Text block
Start of Block

UPDATED: November 5, 2014, at 1:00 p.m.
Members of the Faculty of Arts and Sciences unanimously voted to request that University President Drew G. Faust and the Harvard Corporation reverse the new health benefits policy—unveiled earlier this year—on the eve of its planned implementation.
History professor Mary D. Lewis made a motion at the Faculty’s monthly meeting initiating the vote. A tense back and forth followed between administrators defending the new policy and FAS professors, loudly applauding each other after each statement that condemned the changes.
FAS members received comments from guests of other Harvard faculties—invited to speak in favor of the policy—with less deference, laughing at one speaker’s assertion that hospital visits are not recipes for health.
Their debate—which lasted beyond the meeting’s scheduled end time, requiring a vote to extend it—culminated with a vote an hour after the initial motion was made.
The motion, as filed last week, asks “that for 2015 the President and Fellows be asked to replace the currently proposed health care benefit plan with an appropriately adjusted version of the 2014 health benefit package, maintaining the 2014 plan design.”
It does not require that Faust or the Corporation take any action but does stand as the official stance of the Faculty of Arts and Sciences, the University’s most influential professorial body.
Faust told The Crimson after the meeting that she would be “replying in due course.” She did not offer further comment.
After the meeting, Lewis said she can envision several options for moving forward. She wrote that "the University could change the policy to maintain the 2014 plan design by renegotiating with its vendors, which would probably entail extending the current open enrollment period. Failing that, it could create a temporary reimbursement fund to compensate faculty and staff while awaiting a return to the 2014 policy, offering a second open enrollment period later in the academic year."
Faculty members have principally criticized the plan for its introduction of deductibles for non-routine health appointments and the introduction of copays. Under the new plans, employees we be liable to pay up to $1,500 a person and up to $4,500 a year for families of three or more out of pocket to cover copays, coinsurance, deductibles, and drug costs.

End of Block

Dataset extract
Start of Block

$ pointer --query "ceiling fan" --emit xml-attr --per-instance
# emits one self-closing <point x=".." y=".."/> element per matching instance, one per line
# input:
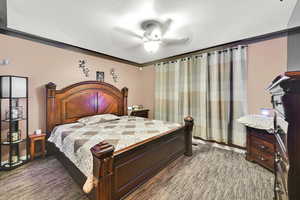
<point x="154" y="35"/>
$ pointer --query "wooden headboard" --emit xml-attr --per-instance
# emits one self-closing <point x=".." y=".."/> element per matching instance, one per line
<point x="83" y="99"/>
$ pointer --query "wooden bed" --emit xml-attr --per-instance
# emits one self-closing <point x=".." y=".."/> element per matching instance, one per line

End of Block

Complete the following
A - According to the article on the Faculty health benefits vote, who made the motion that started the vote?
B - Carry the article on the Faculty health benefits vote forward from its final sentence.
The material has no connection to the article on the Faculty health benefits vote.

Replies
A - History professor Mary D. Lewis.

B -
All of the non-administrative members of FAS who spoke on Tuesday expressed their disapproval for the new policy, in turn calling it an unnecessary measure, effectively a pay cut, and an unfair reallocation of risk to the most vulnerable members of the community.
Mathematics professor Mark Kisin said that whether or not the University’s claims about reducing costs while maintaining health outcomes are true, there are other costs associated with the policy change, including decreased attention to research and teaching because professors will be distracted by their healthcare costs. Kisin also suggested that the policy would damage the Harvard brand and reputation for providing strong health care benefits and disproportionately harm female faculty members.
During the meeting, however, Provost Alan M. Garber ’76 maintained that the changes were necessary to reduce the University’s health care costs. He said the University Benefits Committee, which recommended the policy changes, would continue to look for ways to “improve what we offer to our faculty and staff."
Two Medical School professors defended the health care policy, saying that Harvard’s changes were in line with shifts at peer institutions and other companies throughout the country. The two professors do not hold FAS appointments.